▶ _Aufgabenstellung_
Prüfe, ob die folgenden Aussagen mit dem Textauszug über Forst übereinstimmen. Antworte jeweils mit Ja oder Nein und zitiere die entscheidenden Worte aus dem Textauszug.
1. Brunotte hat im vergangenen Sommer eine Literaturreihe organisiert.
2. Der junge Mann aus Cottbus hat dort bezahlbare Räume für sein Projekt gefunden.
3. Brunotte glaubt, dass Cottbus von Forst profitieren werde.

▶ _Textauszug_

Kann das zerrissene Gewerbe der Stadt wieder zusammenwachsen? Jörn Brunotte
hofft es. Zu einer „kulturellen Mitte“ der Stadt will er das Museum machen.
Schon im vergangenen Sommer hat er eine Literaturreihe in der
„Traumfabrik“, einer Eventlocation in den Ruinen einer benachbarten
Textilfabrik, organisiert.
## Suche nach bezahlbaren Räumen
Brunotte berichtet von einem Erzählsalon, bei dem ein junger Mann gesagt
habe, dass er aus Cottbus komme, dort aber vergeblich bezahlbare Räume für
ein Projekt gesucht habe. „In Forst gibt es diese Räume“, sagt Jörn
Brunotte. Er glaubt, dass Forst von Cottbus, der großen Gewinnerin des
Strukturwandels, profitieren werde.

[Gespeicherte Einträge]
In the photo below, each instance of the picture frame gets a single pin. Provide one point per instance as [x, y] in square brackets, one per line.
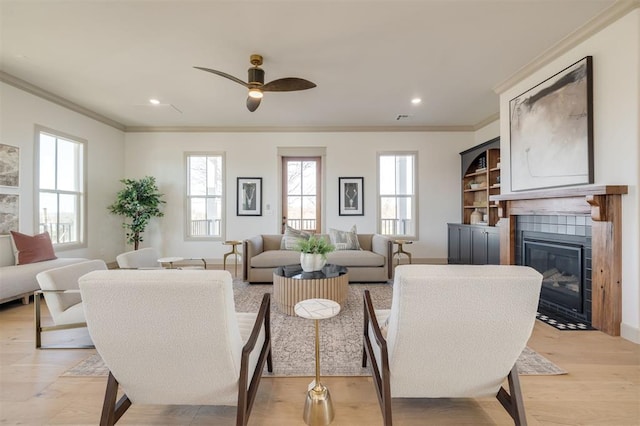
[551, 131]
[9, 213]
[9, 166]
[249, 191]
[351, 196]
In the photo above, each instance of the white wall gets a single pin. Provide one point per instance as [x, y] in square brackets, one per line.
[486, 133]
[19, 113]
[256, 155]
[616, 84]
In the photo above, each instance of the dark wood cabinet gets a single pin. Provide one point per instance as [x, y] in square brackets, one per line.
[473, 244]
[477, 244]
[481, 179]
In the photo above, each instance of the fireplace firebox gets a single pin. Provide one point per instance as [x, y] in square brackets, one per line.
[564, 260]
[561, 268]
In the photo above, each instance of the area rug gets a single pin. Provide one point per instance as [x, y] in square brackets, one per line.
[340, 338]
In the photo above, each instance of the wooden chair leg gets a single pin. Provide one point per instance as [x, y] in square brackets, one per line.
[111, 412]
[513, 402]
[37, 319]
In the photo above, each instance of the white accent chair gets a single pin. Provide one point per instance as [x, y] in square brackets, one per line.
[174, 337]
[453, 331]
[145, 258]
[62, 295]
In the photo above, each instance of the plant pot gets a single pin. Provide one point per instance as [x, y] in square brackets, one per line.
[312, 262]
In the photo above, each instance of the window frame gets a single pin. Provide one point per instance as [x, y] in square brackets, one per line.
[414, 197]
[188, 197]
[82, 218]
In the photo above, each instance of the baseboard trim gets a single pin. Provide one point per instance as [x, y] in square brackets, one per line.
[630, 333]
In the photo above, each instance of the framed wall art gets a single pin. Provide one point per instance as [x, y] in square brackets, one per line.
[551, 129]
[249, 197]
[351, 196]
[9, 165]
[9, 204]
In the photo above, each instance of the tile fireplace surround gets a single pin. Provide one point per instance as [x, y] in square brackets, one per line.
[604, 204]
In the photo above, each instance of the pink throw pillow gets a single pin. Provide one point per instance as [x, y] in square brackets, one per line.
[32, 249]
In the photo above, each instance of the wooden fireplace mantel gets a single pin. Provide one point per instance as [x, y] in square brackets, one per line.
[604, 204]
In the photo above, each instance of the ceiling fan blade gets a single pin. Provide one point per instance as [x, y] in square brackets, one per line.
[288, 84]
[224, 74]
[253, 103]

▶ _Antwort_
1. Ja: „Schon im vergangenen Sommer hat er eine Literaturreihe“
2. Nein: „dort aber vergeblich bezahlbare Räume für ein Projekt gesucht habe“
3. Nein: „Er glaubt, dass Forst von Cottbus, der großen Gewinnerin des Strukturwandels, profitieren werde.“